Direction
Rewrite every line of the records below as a numbered list, skipping any blank lines.

Records shown
---------------
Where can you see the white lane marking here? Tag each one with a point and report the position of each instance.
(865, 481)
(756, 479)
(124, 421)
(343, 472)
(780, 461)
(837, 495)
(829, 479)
---------------
Exercise response
1. Where can you see the white lane marking here? Tag each one with a point and report the position of each instance.
2. (865, 481)
3. (756, 479)
4. (124, 421)
5. (343, 472)
6. (780, 461)
7. (837, 495)
8. (829, 479)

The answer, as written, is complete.